- TASK DESCRIPTION
Rewrite every line of the records below as a numbered list, leaving out blank lines and omitting the pictures.

- GIVEN ENTRIES
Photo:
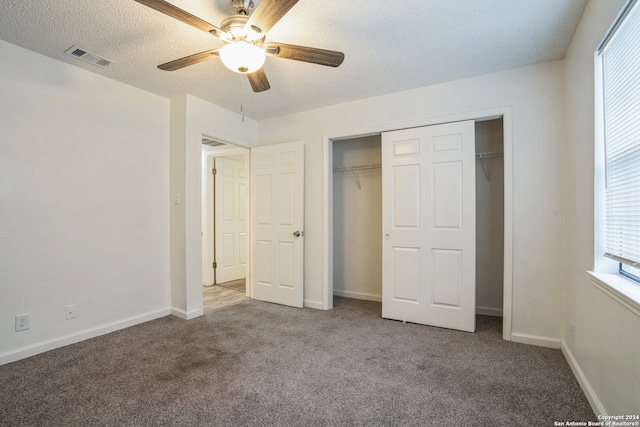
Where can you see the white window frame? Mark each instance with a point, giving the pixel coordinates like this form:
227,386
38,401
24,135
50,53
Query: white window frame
606,271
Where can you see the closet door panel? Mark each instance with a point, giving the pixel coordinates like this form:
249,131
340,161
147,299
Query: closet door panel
428,222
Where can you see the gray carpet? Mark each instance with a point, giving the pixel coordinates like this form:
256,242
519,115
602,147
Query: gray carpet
266,365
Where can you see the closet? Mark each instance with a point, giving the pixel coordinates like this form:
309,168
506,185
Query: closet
359,239
489,217
357,218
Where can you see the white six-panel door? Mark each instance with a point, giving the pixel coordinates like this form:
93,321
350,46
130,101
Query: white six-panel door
428,223
277,216
230,221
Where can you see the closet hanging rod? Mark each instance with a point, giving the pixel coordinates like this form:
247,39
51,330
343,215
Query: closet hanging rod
488,155
358,168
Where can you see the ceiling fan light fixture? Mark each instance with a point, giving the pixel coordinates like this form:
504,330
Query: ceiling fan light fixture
242,57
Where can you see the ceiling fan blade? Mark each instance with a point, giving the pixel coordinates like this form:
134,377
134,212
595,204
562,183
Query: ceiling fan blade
184,16
189,60
268,13
258,80
314,55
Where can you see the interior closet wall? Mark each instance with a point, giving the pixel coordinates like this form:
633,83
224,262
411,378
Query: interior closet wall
489,217
357,219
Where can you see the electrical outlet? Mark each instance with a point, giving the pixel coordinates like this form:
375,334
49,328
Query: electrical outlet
22,322
70,312
573,333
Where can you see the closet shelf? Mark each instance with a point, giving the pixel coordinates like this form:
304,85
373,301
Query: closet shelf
358,168
355,169
488,155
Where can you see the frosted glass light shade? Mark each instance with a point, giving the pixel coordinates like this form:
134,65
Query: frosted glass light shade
242,57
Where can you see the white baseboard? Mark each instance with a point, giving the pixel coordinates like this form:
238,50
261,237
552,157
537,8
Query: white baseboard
489,311
535,340
41,347
595,403
184,314
313,304
357,295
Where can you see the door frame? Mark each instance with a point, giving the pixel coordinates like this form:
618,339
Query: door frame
206,217
327,197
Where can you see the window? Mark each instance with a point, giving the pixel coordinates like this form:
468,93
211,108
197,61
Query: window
619,83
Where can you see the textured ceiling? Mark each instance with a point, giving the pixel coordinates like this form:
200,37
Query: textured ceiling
389,46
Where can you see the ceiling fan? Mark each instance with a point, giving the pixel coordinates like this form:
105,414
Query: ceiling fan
243,34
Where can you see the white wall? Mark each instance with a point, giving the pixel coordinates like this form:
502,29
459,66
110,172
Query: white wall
534,95
489,219
357,220
606,350
84,179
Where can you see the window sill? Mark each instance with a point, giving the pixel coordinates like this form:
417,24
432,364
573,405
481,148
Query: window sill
623,290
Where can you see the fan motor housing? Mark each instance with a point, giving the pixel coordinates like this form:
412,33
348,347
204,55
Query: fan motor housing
236,26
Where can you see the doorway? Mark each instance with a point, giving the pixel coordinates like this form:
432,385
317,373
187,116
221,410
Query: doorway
225,209
499,119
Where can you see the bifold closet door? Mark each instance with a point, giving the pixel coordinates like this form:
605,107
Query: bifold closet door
428,225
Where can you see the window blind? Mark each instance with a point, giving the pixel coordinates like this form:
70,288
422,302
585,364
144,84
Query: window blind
620,59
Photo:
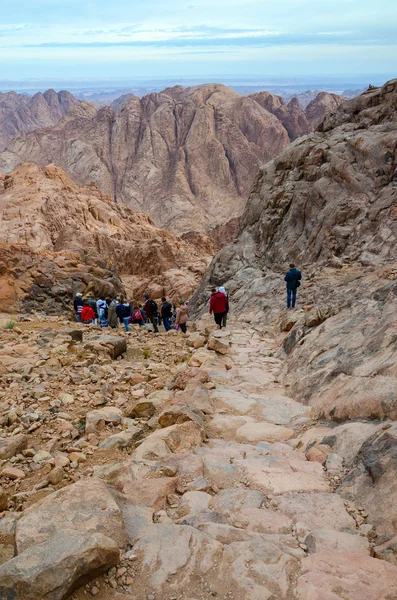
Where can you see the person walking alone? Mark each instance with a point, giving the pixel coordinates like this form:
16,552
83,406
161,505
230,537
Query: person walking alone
182,315
87,314
292,278
126,315
218,306
166,313
224,318
112,314
78,304
151,311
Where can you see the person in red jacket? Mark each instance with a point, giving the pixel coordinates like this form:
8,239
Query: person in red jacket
87,314
218,306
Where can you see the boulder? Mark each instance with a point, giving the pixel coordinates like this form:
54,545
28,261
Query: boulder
180,413
53,569
86,506
112,345
311,511
124,439
218,344
3,499
96,419
258,569
322,540
140,409
189,374
234,499
12,445
331,575
171,557
318,453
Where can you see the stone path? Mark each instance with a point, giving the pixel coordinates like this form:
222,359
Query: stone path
216,500
256,520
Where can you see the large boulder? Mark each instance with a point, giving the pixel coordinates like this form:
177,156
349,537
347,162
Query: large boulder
112,345
86,506
12,445
349,576
53,569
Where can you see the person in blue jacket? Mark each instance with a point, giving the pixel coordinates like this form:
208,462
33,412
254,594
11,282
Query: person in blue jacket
293,278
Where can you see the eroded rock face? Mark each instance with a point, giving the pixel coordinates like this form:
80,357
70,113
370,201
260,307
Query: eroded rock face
328,203
296,120
188,160
60,238
54,568
20,113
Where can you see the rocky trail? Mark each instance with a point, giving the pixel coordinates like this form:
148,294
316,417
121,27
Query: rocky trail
171,468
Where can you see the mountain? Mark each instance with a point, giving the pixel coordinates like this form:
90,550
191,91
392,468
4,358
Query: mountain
57,238
293,117
328,203
20,113
185,156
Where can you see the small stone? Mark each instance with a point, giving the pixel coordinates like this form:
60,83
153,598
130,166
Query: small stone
41,456
12,473
55,476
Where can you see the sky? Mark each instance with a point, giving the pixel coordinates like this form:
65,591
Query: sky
196,38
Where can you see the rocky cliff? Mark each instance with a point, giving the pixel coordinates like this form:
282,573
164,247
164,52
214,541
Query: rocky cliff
328,202
296,120
20,113
58,238
187,157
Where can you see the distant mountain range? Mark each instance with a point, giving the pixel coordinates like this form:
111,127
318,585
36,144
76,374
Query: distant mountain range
185,156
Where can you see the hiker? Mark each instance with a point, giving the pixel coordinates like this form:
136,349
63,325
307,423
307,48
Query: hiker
112,314
151,311
87,314
166,313
224,318
92,304
182,314
78,304
292,278
218,306
119,309
137,316
126,315
101,307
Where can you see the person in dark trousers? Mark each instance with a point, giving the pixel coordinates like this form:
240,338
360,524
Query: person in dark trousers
182,315
126,315
119,310
78,304
224,319
292,278
87,314
137,316
166,313
218,306
151,310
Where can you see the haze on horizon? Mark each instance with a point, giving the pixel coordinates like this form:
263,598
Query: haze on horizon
196,38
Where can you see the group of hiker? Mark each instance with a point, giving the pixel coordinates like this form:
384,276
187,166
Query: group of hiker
111,312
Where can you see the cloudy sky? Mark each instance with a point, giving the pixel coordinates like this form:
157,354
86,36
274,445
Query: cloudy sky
197,38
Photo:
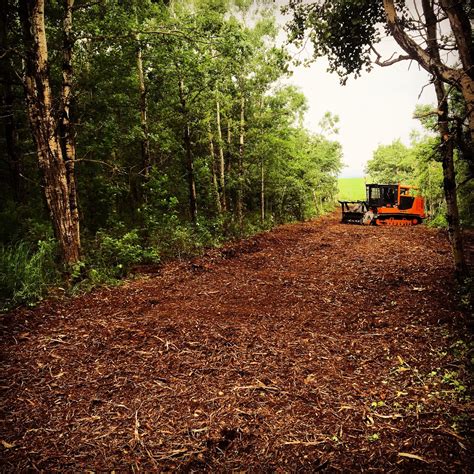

- RESULT OF THE EXERCISE
1. Photo:
2. Where can you see the white window frame? Mark each instance with a point, giving the pixel coordinates like this form:
3. 227,386
4. 38,401
5. 24,135
6. 50,53
7. Query: white window frame
8. 606,271
9. Where can you see the closet door panel? Mark each instance with a point, giving the pixel coordinates like this form:
10. 249,131
11. 340,161
12. 147,299
13. Query: closet door panel
14. 428,222
15. Where can you see the gray carpet? Mark each instance with a point, giving the pixel coordinates like this form:
16. 256,242
17. 519,115
18. 602,147
19. Query: gray carpet
20. 266,365
21. Where can you see the closet? Mark each instance with a point, giving the pixel coordinates like this form:
22. 309,168
23. 506,185
24. Query: closet
25. 359,239
26. 489,217
27. 357,218
28. Where can you see the white six-panel door? Mark each instance with a point, giving the pixel coordinates like this form:
29. 93,321
30. 350,46
31. 130,101
32. Query: white six-panel door
33. 428,223
34. 277,216
35. 230,221
36. Where can you see the closet hanging rod? Mark each instance with a point, giving the pixel coordinates like this form:
37. 247,39
38. 51,330
39. 343,215
40. Query: closet hanging rod
41. 488,155
42. 358,168
43. Where can you see the ceiling fan light fixture? Mark each instance with a point, giving the pixel coordinates like this form:
44. 504,330
45. Query: ceiling fan light fixture
46. 242,57
47. Where can you see the ceiling fan blade? Mark each instance with a point, giving the pixel coordinates like this form:
48. 134,377
49. 134,212
50. 595,204
51. 562,183
52. Query: ceiling fan blade
53. 184,16
54. 189,60
55. 268,13
56. 258,80
57. 314,55
58. Where can you see the interior closet wall? Mark each instance with a point, giving the pixel coordinates like this form:
59. 633,83
60. 224,262
61. 411,378
62. Query: interior closet wall
63. 489,217
64. 357,219
65. Where can you see the electrical outlet? Mark each instance with a point, giving the pixel coordinates like this form:
66. 375,334
67. 49,328
68. Query: electrical outlet
69. 22,322
70. 70,312
71. 573,333
72. Where can you see the closet shelf? Mark each instance with a point, giving the pixel coordinates like this form:
73. 304,85
74. 373,301
75. Query: closet shelf
76. 358,168
77. 355,169
78. 488,155
79. Where can you see the frosted glass light shade? Mark each instance with a point, giving the pixel coordinates like this form:
80. 134,65
81. Query: frosted glass light shade
82. 242,57
83. Where can you see the white baseboard? Mark each instance with a point, giving the pixel coordinates like this form:
84. 238,50
85. 261,237
86. 552,157
87. 537,8
88. Query: white baseboard
89. 489,311
90. 535,340
91. 41,347
92. 595,403
93. 184,314
94. 313,304
95. 357,295
96. Where can you see the door frame? Mark each instance with a point, giving the pixel coordinates like this form:
97. 618,339
98. Query: door frame
99. 206,217
100. 327,197
101. Where can you see the window? Mark each instance with a point, giving the pixel coordinates like this form:
102. 468,93
103. 211,108
104. 197,61
105. Query: window
106. 619,83
107. Where can you see the textured ceiling? Mark each instance with a point, giving the pixel coordinates like this form:
108. 200,37
109. Query: textured ceiling
110. 389,46
111. Where can you see the ceiling fan? Mark each instance with a point, giving the pixel coordinates like this form:
112. 105,414
113. Query: ceiling fan
114. 243,34
115. Where can you see the white wall? Mark each instance with a point, giving the pixel coordinates like this form:
116. 502,29
117. 459,66
118. 110,172
119. Query: white wall
120. 534,95
121. 489,219
122. 357,220
123. 606,350
124. 84,179
125. Where can you see the window sill? Mark each instance with a point, giving the pixel coordinates like this form:
126. 417,24
127. 432,364
128. 573,405
129. 481,148
130. Query: window sill
131. 623,290
132. Where can you see the fan motor housing? Mark each instance with a point, giving the pixel coordinates like this form:
133. 412,33
134. 348,347
135. 204,55
136. Query: fan motor housing
137. 236,26
138. Where can you see the doorway? Mark each instance with a point, giving the pixel coordinates like this form:
139. 432,385
140. 317,373
141. 187,116
142. 221,410
143. Query: doorway
144. 225,209
145. 499,119
146. Where can you see the bifold closet door? Mark each instance with a point, giving the pixel coordinates like this form:
147. 605,107
148. Query: bifold closet door
149. 428,225
150. Where can you see the window blind? Mark each instance with a point, giving the pixel coordinates like this form:
151. 70,288
152. 422,302
153. 585,364
154. 144,84
155. Query: window blind
156. 620,59
157. Photo:
158. Where can you see the person walking alone? Mark each instance with a point, giving the pixel coordinates like this form:
159. 16,552
160. 83,406
161. 161,505
162. 230,537
163. Query: person walking alone
164. 182,315
165. 87,314
166. 292,278
167. 126,315
168. 218,306
169. 166,313
170. 224,318
171. 112,314
172. 78,304
173. 151,311
174. Where can you see the person in red jacket? Mark each instance with a point, giving the pixel coordinates like this form:
175. 8,239
176. Query: person in red jacket
177. 87,314
178. 218,306
179. Where can you see the boulder? Mark each instance with a point, giving the pixel coordinates like this form:
180. 54,545
181. 28,261
182. Query: boulder
183. 180,413
184. 53,569
185. 86,506
186. 112,345
187. 311,511
188. 124,439
189. 218,344
190. 3,499
191. 96,419
192. 258,569
193. 322,540
194. 140,409
195. 189,374
196. 234,499
197. 12,445
198. 331,575
199. 171,557
200. 318,453
201. Where can you see the stone path? Mark each instance with a point, giving the pixel coordinates like this form:
202. 222,359
203. Query: stone path
204. 216,500
205. 256,520
206. Where can you see the large boulder? Mark each instance with a point, giving the pixel coordinates like this form:
207. 177,156
208. 349,537
209. 347,162
210. Query: large boulder
211. 112,345
212. 86,506
213. 12,445
214. 349,576
215. 53,569
216. Where can you see the person in blue jacket? Mark each instance with a point, giving the pixel coordinates like this form:
217. 208,462
218. 33,412
219. 254,594
220. 11,282
221. Query: person in blue jacket
222. 293,278
223. Where can you see the eroded rock face? Mark each instance with a point, giving the pixel coordinates like this form:
224. 80,357
225. 70,113
226. 370,201
227. 260,307
228. Query: eroded rock face
229. 328,203
230. 296,120
231. 188,160
232. 60,238
233. 54,568
234. 20,113
235. Where can you see the rocky trail? Mark each instance with a point, giving the pixel coordinates like this form:
236. 148,294
237. 316,417
238. 121,27
239. Query: rocky trail
240. 171,468
241. Where can you see the mountain? Mark each instance with a point, giving the pixel coordinates like this form:
242. 90,550
243. 191,91
244. 392,468
245. 4,358
246. Query: mountain
247. 57,238
248. 293,117
249. 328,203
250. 20,113
251. 185,156
252. Where can you see the small stone? Mark each instance with a point, giving the pixel coordinates like this form:
253. 60,83
254. 153,598
255. 130,166
256. Query: small stone
257. 41,456
258. 12,473
259. 55,476
260. Where can you see the sky? Mark each instance with a point, giving the pixel coordinates like this form:
261. 65,591
262. Query: sky
263. 196,38
264. Where can you see the rocky cliff? Mark each instance with a point, giving the pixel coordinates like this form:
265. 282,573
266. 164,247
267. 164,52
268. 214,541
269. Query: rocky cliff
270. 328,202
271. 296,120
272. 20,113
273. 58,238
274. 187,157
275. Where can you see the distant mountain range? Mark each instance with a point, giving the pixel coordinates like this form:
276. 111,127
277. 318,585
278. 36,144
279. 76,374
280. Query: distant mountain range
281. 185,156
282. Where can you see the hiker? Mark each instance with a point, giving the pixel coordinates like this form:
283. 136,349
284. 63,325
285. 307,423
286. 307,48
287. Query: hiker
288. 112,314
289. 151,311
290. 87,314
291. 166,313
292. 224,318
293. 92,304
294. 182,314
295. 78,304
296. 292,278
297. 218,306
298. 119,309
299. 137,316
300. 126,315
301. 101,307
302. Where can you see the person in dark trousers? Mark each instance with a point, giving the pixel coordinates like this form:
303. 240,338
304. 360,524
305. Query: person in dark trousers
306. 182,315
307. 126,315
308. 119,310
309. 78,304
310. 224,319
311. 292,278
312. 87,314
313. 137,316
314. 166,313
315. 218,306
316. 151,310
317. Where can you see the haze on horizon? Mark each instance with a point, giving the pixel coordinates like this form:
318. 263,598
319. Query: haze on horizon
320. 196,38
321. Where can you see the group of hiker? Mark each instance with a point, giving the pixel coordinates like this form:
322. 384,276
323. 187,166
324. Query: group of hiker
325. 111,312
326. Where can you see the cloudy sky? Mark each instance with a point, giving the pixel coordinates like this form:
327. 157,354
328. 86,36
329. 274,445
330. Query: cloudy sky
331. 197,38
332. Photo:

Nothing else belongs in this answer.